Extracted text

↓

We have peace with God through our Lord Jesus Christ…and we rejoice in our hope of sharing the glory of God. 

Earlier today Cardinal Cormac’s body was received here at Westminster with solemnity and with affection by the Provost and Metropolitan Chapter of the Cathedral. It brought back to mind the morning, seventeen years ago, when he was received and led into the Cathedral for the first time as Archbishop of Westminster at the beginning of his Mass of Installation.  

On that occasion there was due solemnity but there was also affection.  And there was plenty of hope and joy, the theological virtue and its fruit which characterised Cardinal Cormac’s life. These two went before him in his motto Gaudium et Spes, they accompanied him to the very moment of his death and they brought him the great peace that was so evident in his final days among us. 

We rejoice in our hope of sharing God’s glory. St Paul’s Letter to the Romans sets before us the link between hope and joy which also spanned the Christian life and the priestly ministry of Cormac Murphy-O’Connor.  We have gathered to remember him, to pray for the repose of his soul, to console one another, but above all to praise and worship to God for the remarkable blessings that have come through the Cardinal’s life and ministry, just as he would have urged us to do and to do without delay. 

It was in Cardinal Cormac’s nature and temperament to be impatient for results. This was not the impatience of frustration or irascibility, critical of others’ slowness or hesitation.  It was the impatience that is borne out of hope: longing to see God’s will achieved in the lives of others and for the good of others. It was the impatience that arose from a perceptive nature, whose insights and understanding realised the many possibilities for achieving and doing good long before they were grasped by colleagues and friends. 

In the personality of Cardinal Cormac the virtue of hope also awakened a life-long awareness of the God-given potential that lay within people or situations and ultimately within himself. Regarding his own life he lived by the motto which he would often quote: nemo sibi judex (nobody can be his own judge).  Even until the very end of his life he would humbly ask the opinions of others about a policy, a decision or a statement that he was considering. 

But it was hope that made him joyful as well as peaceful in the decisions that he made. He maintained that when we are faced with making a great decision for ourselves we must come to recognise some joy in the matter before us, for the experience of joy is a measure of our hope. This insight has helped many of those who sought his advice to discover the right way forward. It made him a great friend and it made a great priest and bishop. 

For Cardinal Cormac the source of this hope was the prayer which daily united him with Christ. For this reason he would acknowledge, as we must today, that no good thing came from his life except by the grace of Jesus Christ. It is the same Lord, the crucified One, to whom he would turn at the outset of each day and at the end of his life for forgiveness and mercy. It is to the crucified and risen Lord that we turn today to ask pardon and peace for him, knowing that we have peace with God through our Lord Jesus Christ

It was hope that led Cardinal Cormac to follow his calling to the priesthood in company with his brothers when other attractive and worthwhile careers lay easily within his grasp as a young man. It was hope that gave him the confidence to accept demanding appointments with grace and enthusiasm as a pastor and formator of pastors. It was hope, deeply embodied within his character and personality, that enabled him to see the potential within situations that eluded others.

↑

Objectives
(1) From the homily, copy the stretch from "Earlier today Cardinal" through "Mass of Installation." word for word.
(2) According to the homily, how many years earlier had Cardinal Cormac first been received into the Cathedral as Archbishop of Westminster?
(3) Summarize the homily in two sentences.

Extracted data entries
↓

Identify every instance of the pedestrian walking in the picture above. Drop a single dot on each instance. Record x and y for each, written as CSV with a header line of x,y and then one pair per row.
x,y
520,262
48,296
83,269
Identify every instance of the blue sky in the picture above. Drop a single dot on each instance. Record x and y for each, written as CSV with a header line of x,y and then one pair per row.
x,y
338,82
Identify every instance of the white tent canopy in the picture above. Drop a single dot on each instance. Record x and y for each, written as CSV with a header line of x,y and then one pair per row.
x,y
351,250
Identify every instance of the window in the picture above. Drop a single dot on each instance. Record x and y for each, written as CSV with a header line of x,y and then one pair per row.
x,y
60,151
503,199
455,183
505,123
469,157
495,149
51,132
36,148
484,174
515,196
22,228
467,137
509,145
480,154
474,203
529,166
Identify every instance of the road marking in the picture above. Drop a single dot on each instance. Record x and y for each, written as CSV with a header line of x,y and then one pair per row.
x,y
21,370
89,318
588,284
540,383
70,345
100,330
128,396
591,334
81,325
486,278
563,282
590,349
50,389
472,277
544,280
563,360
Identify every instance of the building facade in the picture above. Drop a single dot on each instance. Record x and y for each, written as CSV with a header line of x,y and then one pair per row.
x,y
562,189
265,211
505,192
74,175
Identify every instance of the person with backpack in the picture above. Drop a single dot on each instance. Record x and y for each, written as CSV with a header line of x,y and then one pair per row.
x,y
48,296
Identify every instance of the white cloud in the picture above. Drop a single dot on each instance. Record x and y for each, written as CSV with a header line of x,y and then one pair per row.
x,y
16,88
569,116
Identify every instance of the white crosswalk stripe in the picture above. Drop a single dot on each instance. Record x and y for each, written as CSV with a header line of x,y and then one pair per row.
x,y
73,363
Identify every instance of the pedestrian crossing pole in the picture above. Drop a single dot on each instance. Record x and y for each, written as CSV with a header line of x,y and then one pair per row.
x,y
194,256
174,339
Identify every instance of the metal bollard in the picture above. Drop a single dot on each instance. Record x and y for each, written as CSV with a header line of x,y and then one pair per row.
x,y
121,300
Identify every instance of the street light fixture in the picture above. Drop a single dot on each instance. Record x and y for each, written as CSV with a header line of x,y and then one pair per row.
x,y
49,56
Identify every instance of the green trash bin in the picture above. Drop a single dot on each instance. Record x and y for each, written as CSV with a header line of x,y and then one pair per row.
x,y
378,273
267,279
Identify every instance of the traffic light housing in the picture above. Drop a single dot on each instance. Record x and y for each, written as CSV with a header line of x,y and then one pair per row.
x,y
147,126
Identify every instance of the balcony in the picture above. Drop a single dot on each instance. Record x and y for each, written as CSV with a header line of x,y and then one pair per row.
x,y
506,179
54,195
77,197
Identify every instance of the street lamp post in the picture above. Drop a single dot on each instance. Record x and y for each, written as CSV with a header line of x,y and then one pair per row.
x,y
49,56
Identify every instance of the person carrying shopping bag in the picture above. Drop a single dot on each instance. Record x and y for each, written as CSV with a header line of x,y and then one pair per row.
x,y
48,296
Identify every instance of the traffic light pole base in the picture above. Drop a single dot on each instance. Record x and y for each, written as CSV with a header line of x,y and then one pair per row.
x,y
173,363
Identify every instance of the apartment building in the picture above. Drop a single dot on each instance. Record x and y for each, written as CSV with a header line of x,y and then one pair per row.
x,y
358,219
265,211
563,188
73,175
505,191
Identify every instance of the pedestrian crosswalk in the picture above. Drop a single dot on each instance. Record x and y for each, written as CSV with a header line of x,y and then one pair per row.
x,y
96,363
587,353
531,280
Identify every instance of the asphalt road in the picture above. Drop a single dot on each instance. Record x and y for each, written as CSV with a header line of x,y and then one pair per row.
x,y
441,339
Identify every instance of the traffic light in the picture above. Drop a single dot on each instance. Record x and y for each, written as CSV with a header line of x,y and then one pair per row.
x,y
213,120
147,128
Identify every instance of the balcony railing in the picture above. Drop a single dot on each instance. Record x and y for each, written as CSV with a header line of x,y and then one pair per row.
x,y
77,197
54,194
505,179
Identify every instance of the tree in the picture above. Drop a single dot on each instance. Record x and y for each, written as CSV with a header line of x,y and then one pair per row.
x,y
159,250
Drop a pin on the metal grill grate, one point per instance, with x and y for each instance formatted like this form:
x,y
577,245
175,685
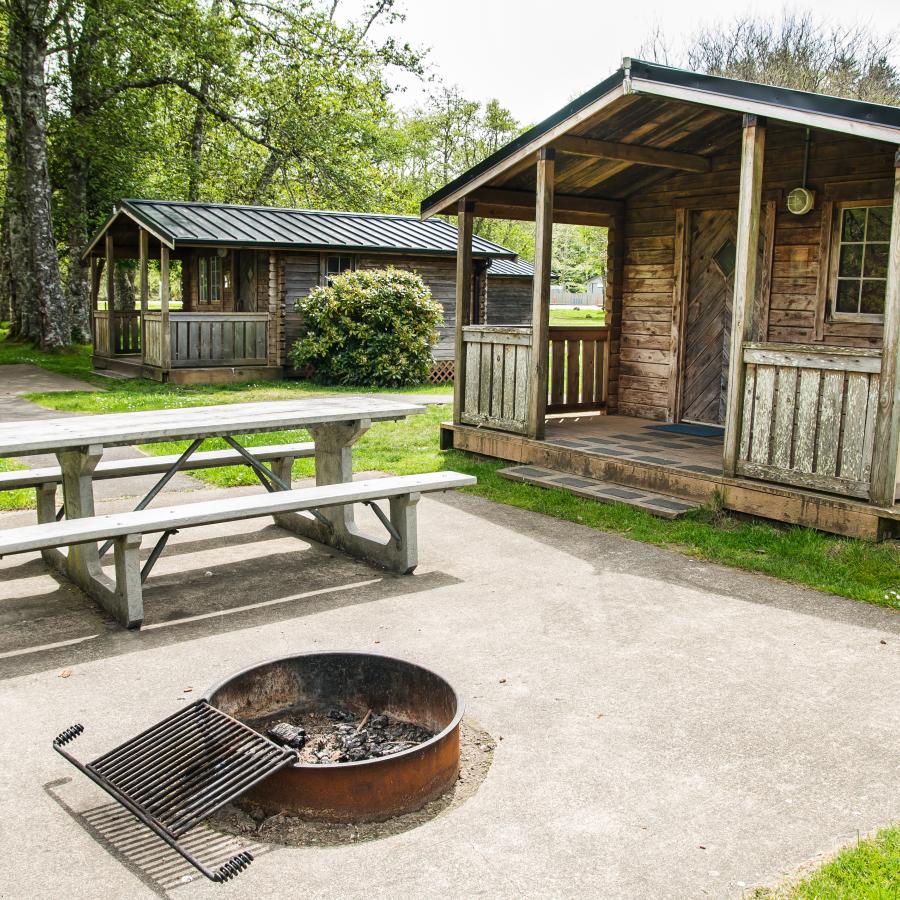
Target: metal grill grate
x,y
181,770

↑

The responses
(1)
Earlier today Cardinal Cormac’s body was received here at Westminster with solemnity and with affection by the Provost and Metropolitan Chapter of the Cathedral. It brought back to mind the morning, seventeen years ago, when he was received and led into the Cathedral for the first time as Archbishop of Westminster at the beginning of his Mass of Installation.

(2) Seventeen years earlier.

(3) The homily remembers Cardinal Cormac Murphy-O'Connor as a man whose life was marked by hope and joy, the words of his motto Gaudium et Spes, which brought him peace in his final days. It says this hope came from his daily prayer united with Christ and that it made him eager to see good done, humble in seeking advice, and willing to follow his calling to the priesthood and to accept demanding appointments.